╭──
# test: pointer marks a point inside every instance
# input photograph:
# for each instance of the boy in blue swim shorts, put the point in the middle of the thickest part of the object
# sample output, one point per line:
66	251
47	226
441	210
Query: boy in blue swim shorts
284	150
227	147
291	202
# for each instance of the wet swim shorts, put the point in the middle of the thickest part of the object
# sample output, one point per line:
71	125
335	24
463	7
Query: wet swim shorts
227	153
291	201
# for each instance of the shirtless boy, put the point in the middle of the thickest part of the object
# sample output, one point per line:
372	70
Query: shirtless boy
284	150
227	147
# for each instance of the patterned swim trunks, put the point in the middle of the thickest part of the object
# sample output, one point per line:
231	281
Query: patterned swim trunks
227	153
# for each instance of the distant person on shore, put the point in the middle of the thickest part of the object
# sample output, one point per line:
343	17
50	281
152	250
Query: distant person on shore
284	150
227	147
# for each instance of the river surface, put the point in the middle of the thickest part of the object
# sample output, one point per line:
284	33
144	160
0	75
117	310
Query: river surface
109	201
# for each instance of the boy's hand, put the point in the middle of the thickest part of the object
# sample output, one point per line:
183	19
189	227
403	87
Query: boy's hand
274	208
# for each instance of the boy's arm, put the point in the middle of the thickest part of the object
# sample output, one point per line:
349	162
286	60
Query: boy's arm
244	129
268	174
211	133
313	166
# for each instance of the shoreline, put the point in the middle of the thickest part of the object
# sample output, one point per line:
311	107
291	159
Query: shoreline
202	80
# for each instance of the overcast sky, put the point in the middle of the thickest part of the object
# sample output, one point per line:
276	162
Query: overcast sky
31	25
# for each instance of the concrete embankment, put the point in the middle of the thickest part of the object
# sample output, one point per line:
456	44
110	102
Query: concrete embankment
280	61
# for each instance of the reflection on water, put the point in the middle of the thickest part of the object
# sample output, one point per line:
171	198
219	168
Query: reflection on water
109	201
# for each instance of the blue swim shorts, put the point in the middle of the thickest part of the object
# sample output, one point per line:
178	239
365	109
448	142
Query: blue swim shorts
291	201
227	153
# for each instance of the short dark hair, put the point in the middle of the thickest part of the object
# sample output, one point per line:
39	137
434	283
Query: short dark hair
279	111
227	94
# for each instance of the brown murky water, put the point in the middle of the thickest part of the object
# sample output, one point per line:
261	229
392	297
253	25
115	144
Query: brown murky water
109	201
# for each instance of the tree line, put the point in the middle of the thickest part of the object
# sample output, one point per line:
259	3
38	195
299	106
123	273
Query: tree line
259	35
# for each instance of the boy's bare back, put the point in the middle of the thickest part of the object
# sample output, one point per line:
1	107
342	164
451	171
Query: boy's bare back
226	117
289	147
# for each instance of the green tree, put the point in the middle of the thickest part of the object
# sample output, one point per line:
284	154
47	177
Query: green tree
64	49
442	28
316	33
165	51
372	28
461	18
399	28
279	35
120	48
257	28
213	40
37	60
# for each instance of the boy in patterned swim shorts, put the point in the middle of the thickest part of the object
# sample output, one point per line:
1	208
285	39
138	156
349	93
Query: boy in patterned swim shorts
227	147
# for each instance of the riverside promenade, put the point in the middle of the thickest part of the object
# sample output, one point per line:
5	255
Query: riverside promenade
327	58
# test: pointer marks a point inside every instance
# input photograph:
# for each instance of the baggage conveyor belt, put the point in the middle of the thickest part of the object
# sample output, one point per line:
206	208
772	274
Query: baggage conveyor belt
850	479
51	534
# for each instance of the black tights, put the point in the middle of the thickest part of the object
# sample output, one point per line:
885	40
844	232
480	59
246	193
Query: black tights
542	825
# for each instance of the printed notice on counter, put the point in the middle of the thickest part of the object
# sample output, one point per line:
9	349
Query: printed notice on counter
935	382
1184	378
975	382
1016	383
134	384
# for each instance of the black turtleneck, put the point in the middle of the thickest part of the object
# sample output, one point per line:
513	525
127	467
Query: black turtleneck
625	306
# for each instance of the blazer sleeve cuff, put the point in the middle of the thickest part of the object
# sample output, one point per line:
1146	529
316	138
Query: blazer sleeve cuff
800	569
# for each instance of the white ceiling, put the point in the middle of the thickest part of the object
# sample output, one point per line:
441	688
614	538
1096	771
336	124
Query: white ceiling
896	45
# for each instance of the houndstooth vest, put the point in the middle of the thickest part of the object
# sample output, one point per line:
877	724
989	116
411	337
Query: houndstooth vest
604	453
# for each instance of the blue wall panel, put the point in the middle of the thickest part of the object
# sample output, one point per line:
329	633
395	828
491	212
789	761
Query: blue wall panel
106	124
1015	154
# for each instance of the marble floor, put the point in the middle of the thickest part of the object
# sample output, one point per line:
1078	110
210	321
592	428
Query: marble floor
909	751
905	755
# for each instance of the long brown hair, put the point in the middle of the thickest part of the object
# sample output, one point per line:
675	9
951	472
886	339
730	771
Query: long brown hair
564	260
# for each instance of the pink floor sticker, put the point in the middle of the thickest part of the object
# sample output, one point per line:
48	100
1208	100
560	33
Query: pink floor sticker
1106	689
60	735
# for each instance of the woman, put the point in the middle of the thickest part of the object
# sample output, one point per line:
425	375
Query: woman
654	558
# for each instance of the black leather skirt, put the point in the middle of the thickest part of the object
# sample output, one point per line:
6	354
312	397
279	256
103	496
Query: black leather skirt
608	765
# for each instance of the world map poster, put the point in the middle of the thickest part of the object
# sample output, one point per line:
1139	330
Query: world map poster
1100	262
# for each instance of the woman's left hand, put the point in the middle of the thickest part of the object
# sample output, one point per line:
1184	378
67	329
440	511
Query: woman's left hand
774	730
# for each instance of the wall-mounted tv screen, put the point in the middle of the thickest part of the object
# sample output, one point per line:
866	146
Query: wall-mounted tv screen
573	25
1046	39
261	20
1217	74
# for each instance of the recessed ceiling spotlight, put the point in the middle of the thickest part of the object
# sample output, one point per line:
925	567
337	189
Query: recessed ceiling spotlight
╰──
Do this: Please transcribe all of the data above line for line, changing nothing.

Correct output:
# test: pointer marks a point inside every instance
# input photograph:
# for each instance of the boy in blue swim shorts, put the point in the middle of the thickest part of the object
# sample output, one point per line:
66	251
47	226
441	210
Query: boy in blue swim shorts
284	150
227	147
291	202
# for each instance of the wet swim shorts, put the point in the middle of the thickest part of the object
# sample output, one point per line:
71	125
335	24
463	7
Query: wet swim shorts
227	153
291	201
# for each instance of the shirtless boy, put the point in the middle of the thickest part of the object
# sample output, one point per line:
372	70
Query: shirtless boy
284	150
227	147
# for each instance of the patterned swim trunks, put the point in the middle of the thickest part of the object
# sample output, one point per line:
231	281
Query: patterned swim trunks
227	153
# for each instance of the distant person on shore, put the point in the middle of the thickest part of the object
# sample output, one point per line:
343	17
50	281
152	250
Query: distant person on shore
284	150
227	147
# for each instance of the river surface, put the point in the middle of the thickest part of the object
# sample output, one point per line:
284	33
144	160
0	75
117	310
Query: river surface
109	201
# for each instance of the boy's hand, put the point in the middle of the thickest part of the object
# sample output, one point per line:
183	19
189	227
403	87
Query: boy's hand
274	208
# for each instance of the boy's arm, put the point in the middle of the thickest part of the object
# sample output, one point per line:
349	162
286	60
Query: boy's arm
244	129
268	174
211	133
313	166
# for each instance of the shoreline, put the point in the middle of the thickest part of the object
# sample output, one point per line:
311	107
291	159
Query: shoreline
202	80
# for each instance of the overcast sky, put the point in the middle of the thickest part of the object
# sample output, one point per line:
276	162
Query: overcast sky
31	25
# for each instance of the concrete embankment, put the point in the middle of the thickest part of the object
# sample output, one point per line:
456	44
110	102
Query: concrete embankment
280	61
# for each instance of the reflection on water, put the point in the middle of the thickest part of the object
# sample output, one point per line:
171	198
219	168
Query: reflection on water
109	201
# for each instance of the blue swim shorts, put the point in the middle of the thickest part of the object
# sample output, one point per line:
178	239
365	109
448	142
Query: blue swim shorts
291	201
227	153
# for each instance of the short dark hair, put the point in the middle of the thickest part of the object
# sample output, one point per line:
39	137
434	283
Query: short dark hair
279	111
227	94
# for each instance of the brown murky water, put the point in the middle of the thickest part of the object
# sample output, one point per line:
261	229
392	297
253	25
115	144
Query: brown murky water
109	201
# for each instance of the tree line, put the point in the middle of the thickest part of the object
# sample output, one point per line:
259	3
38	195
299	106
123	273
Query: tree line
259	35
# for each instance of the boy's bare back, put the point in the middle of the thickest part of the object
# sample output, one point per line:
1	107
342	164
451	171
Query: boy's bare back
226	117
289	147
# for each instance of the green tree, put the point in the middle of the thickest part of the object
# sample output, one point per line:
284	154
47	177
Query: green tree
64	49
442	28
316	33
165	51
372	28
461	18
399	28
279	35
120	48
257	28
213	40
37	60
# for each instance of the boy in patterned swim shorts, put the point in the middle of the thickest part of the object
# sample output, one point per line:
1	208
285	39
138	156
349	93
Query: boy in patterned swim shorts
227	147
# for each instance of the riverside promenade, put the point in the middle of the thickest part of the object
# sample output, one point per line:
5	255
Query: riverside promenade
327	58
# test: pointer marks a point inside every instance
# input photograph:
# for each instance of the baggage conveyor belt, put the point in the middle of the thickest part of the object
# sample output, one point per line:
206	208
772	274
Query: baggage conveyor belt
850	479
51	534
# for each instance of the black tights, put the point in the middle of the thickest part of the object
# sample output, one point per line:
885	40
844	232
480	59
246	193
Query: black tights
542	825
# for each instance of the printed notice on counter, put the point in the middle of the thickest part of the object
# sample output, one point per line:
9	349
Query: printed notice on counter
935	382
1184	378
975	382
1016	383
134	384
# for each instance of the black turtleneck, put the point in the middle of the thickest part of the object
# sample output, one point per line:
513	525
127	467
Query: black turtleneck
625	306
# for each instance of the blazer sleeve cuff, put the point in the middle of the thickest part of the object
# sample output, one point per line:
1146	529
316	138
Query: blazer sleeve cuff
800	569
# for each instance of the white ceiling, put the point in the middle of the thickest part of the object
# sample output, one point per line:
441	688
614	538
1096	771
336	124
Query: white ceiling
896	45
# for each instance of the houndstooth vest, put the point in the middle of the thickest part of the object
# sample output, one point per line:
877	724
989	116
411	337
Query: houndstooth vest
604	453
# for each instance of the blue wall panel, put the point in the middle of the thickest part of the object
# sample output, one point per line:
329	633
395	828
491	212
789	761
Query: blue wall panel
106	124
1015	154
# for each instance of the marble floor, put the point in the middle of the thickest part of the object
# sample output, one point per line:
1078	110
210	321
592	428
Query: marble floor
909	751
905	755
# for each instance of the long brown hair, put the point in the middle of the thickest part of the object
# sample output, one point per line:
675	9
951	472
886	339
730	771
Query: long brown hair
564	260
# for each instance of the pink floor sticker, put the point in the middle of the thickest part of the object
# sample output, one point per line:
48	100
1208	100
560	33
Query: pink floor sticker
1106	689
60	735
# for each instance of the woman, put the point in the middle of the thickest part of the object
# sample output, one point per line:
425	375
Query: woman
654	558
# for each instance of the black leather skirt, put the point in the middle of the thickest part of the object
# sample output, one point per line:
6	354
312	397
279	256
103	496
Query: black leather skirt
608	765
# for each instance of the world map poster, put the point in the middle of the thickest part of the object
# sample output, one point per line:
1139	330
Query: world map poster
1100	262
# for each instance of the woman's left hand, put the point in the middle of the thickest part of the object
# sample output, one point per line:
1184	378
67	329
440	511
Query: woman's left hand
774	730
# for each instance of the wall-mounted tv screen, put the point in the middle of the thickest part of the object
# sample output, one point per line:
866	146
Query: wall-mounted tv screen
573	25
1046	39
261	20
1217	74
# for each instance of the recessed ceiling spotlight, put the point in the middle of the thickest part of the object
# sample output, one point per line:
925	567
337	189
Query: recessed ceiling spotlight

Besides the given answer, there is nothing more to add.